_Job_:
Retype all the entries word for word, but omit the pictures.

+++

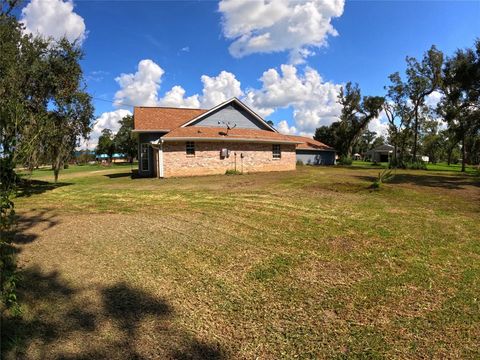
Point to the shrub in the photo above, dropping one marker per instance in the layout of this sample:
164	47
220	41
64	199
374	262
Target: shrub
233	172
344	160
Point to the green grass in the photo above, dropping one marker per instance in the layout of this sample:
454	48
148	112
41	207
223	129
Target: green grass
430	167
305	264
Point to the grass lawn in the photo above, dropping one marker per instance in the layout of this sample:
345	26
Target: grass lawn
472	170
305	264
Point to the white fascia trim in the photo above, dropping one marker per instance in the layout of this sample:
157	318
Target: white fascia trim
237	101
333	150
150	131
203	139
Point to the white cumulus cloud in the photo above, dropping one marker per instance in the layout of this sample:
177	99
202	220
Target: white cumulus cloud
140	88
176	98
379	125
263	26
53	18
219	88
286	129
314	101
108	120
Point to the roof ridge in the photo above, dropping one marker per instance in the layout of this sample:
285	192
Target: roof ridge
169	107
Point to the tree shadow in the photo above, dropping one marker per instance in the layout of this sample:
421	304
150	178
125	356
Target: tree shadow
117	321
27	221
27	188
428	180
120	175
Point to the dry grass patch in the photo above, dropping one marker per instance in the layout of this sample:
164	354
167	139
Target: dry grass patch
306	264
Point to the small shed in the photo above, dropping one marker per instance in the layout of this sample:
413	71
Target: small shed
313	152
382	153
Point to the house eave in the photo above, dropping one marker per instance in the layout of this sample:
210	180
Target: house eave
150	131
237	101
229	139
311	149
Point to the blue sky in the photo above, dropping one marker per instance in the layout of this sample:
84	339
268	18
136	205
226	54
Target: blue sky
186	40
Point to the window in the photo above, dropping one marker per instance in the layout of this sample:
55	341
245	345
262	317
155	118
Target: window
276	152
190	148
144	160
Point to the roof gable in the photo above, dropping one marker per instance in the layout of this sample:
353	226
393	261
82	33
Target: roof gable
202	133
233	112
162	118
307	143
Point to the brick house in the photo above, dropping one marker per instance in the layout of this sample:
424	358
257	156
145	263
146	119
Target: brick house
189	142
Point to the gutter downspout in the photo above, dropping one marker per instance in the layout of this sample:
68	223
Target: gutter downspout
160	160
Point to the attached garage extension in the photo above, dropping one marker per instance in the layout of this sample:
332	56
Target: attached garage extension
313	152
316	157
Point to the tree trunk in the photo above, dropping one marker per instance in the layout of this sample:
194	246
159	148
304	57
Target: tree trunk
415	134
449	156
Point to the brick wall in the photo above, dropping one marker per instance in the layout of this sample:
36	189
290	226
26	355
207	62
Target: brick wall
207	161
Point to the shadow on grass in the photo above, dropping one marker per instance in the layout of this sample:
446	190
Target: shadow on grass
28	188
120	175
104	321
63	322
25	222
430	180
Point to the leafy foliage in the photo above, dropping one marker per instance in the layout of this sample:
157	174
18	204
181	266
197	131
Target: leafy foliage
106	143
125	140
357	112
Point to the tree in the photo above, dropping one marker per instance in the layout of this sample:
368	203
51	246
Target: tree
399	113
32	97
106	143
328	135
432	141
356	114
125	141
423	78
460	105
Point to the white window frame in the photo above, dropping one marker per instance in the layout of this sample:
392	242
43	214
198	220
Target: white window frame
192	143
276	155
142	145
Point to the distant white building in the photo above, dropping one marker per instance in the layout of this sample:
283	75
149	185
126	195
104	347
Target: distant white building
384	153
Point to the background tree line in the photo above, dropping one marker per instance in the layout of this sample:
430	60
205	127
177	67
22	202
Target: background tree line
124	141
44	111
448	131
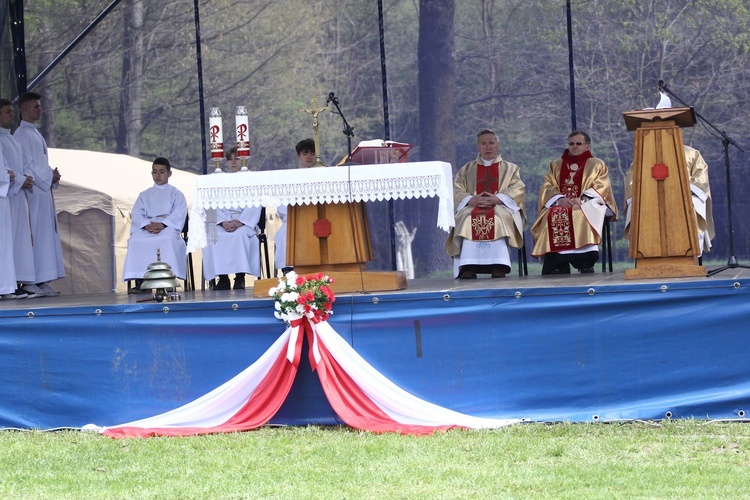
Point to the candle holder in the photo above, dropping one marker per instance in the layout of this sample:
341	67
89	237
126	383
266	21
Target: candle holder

+++

_Full output_:
Point to the shrub in the photo above, dropping one marker per instance in the layout of this sample:
164	47
220	41
64	199
374	262
Target: shrub
233	172
344	160
Point to the green grass in the photo above, dropping one marker per instance in the layout of this sample:
454	48
148	112
41	207
223	129
Target: green grass
430	167
305	264
Point to the grass lawn in the photo above, dropping one marker per instance in the layout of this sample:
345	26
Target: grass lawn
472	170
305	264
Point to the white fascia trim in the photo above, dropping one marker per instance in the layout of this sample:
157	318
Target: white fascia trim
237	101
333	150
150	131
203	139
Point to the white cumulus cloud in the photo above, dropping one marker per instance in the layout of this sample:
177	99
202	220
Target: white cumulus cloud
140	88
176	98
379	125
263	26
53	18
219	88
286	129
314	101
108	120
Point to the roof ridge in the photo above, dropping one marker per instance in the layout of this sample:
285	192
Target: roof ridge
169	107
Point to the tree shadow in the photo above, dropping one marker per instance in the layout of this sample:
421	304
150	178
125	356
Target: tree shadow
117	321
27	221
27	188
428	180
120	175
Point to the dry grass patch in the photo above, dropping one marker per instance in the layout of this sample:
164	354
167	139
Target: dry grass patch
306	264
Point to the small shed in the photo above, dropping one marker per instance in the layout of this sample:
413	71
Target: small shed
313	152
382	153
Point to the house eave in the photo above, dropping one marker per instance in the layout of this sample:
210	180
Target: house eave
150	131
237	101
229	139
311	149
Point to the blue sky in the photo above, dropping one marker per instance in the layout of this sample:
84	339
268	18
136	205
226	54
Target: blue sky
186	40
Point to the window in the photo above, dropping one marker per instance in the layout of this sample:
55	341
245	345
262	317
155	118
Target: window
276	152
190	148
144	160
Point to the roof gable in the photo above, dropping one marker per instance in the layout of this sample:
353	226
393	261
82	33
Target: roof gable
202	133
233	112
162	118
307	143
Point to the brick house in the photo above, dropping one marker per instance in the layout of this sample:
424	358
257	156
145	263
146	119
Target: brick house
189	142
Point to the gutter downspout in the photo above, dropping one marker per instance in the layout of this sample:
68	223
Target: gutter downspout
160	160
Point to the attached garage extension in the photo above, dropping one marker per instance in the layout of this sample:
332	56
Target: attached garage extension
313	152
316	157
Point to the tree trunk in the photo above, dropping one marker per instance in the layout of this sample:
194	246
159	148
304	57
Target: tree trunk
415	134
449	156
Point to the brick wall in the photo above, dropping one marker per instance in the layout of this sample:
36	189
290	226
26	355
207	62
Target: brick wall
207	161
Point to the shadow on grass in the photo above, dropping one marker per instance in the layout of this sample:
446	190
Target: shadow on grass
28	188
120	175
104	321
63	322
25	222
430	180
Point to the leafy foliage in the photo above, dropping one marker per instance in the layout of this sample:
157	174
18	204
181	266
197	131
Target: leafy foliage
106	143
125	140
357	112
Point to the tree in the photo above, dropping one marker per instance in the layout of this sample:
368	203
51	246
Target: tree
399	113
32	97
106	143
328	135
432	141
356	114
125	141
423	78
460	105
Point to the white window frame in the photo above, dropping one marker per instance in the layout of this sample:
392	242
43	214
198	220
Target: white window frame
192	143
276	155
142	145
Point to the distant white building in the photo above, dropping one marker per instance in the layout of this sample:
283	75
149	185
126	195
104	347
Target: distant white building
384	153
Point to the background tree line in the photo above, dropping one marker per instance in the layout of this sample:
430	60
205	127
177	67
22	202
Target: background tree line
124	141
44	111
448	131
Point to the candle holder in the photo above, dropping one marker per instance in the layout of this sample:
341	67
89	237
126	383
266	21
Target: candle holder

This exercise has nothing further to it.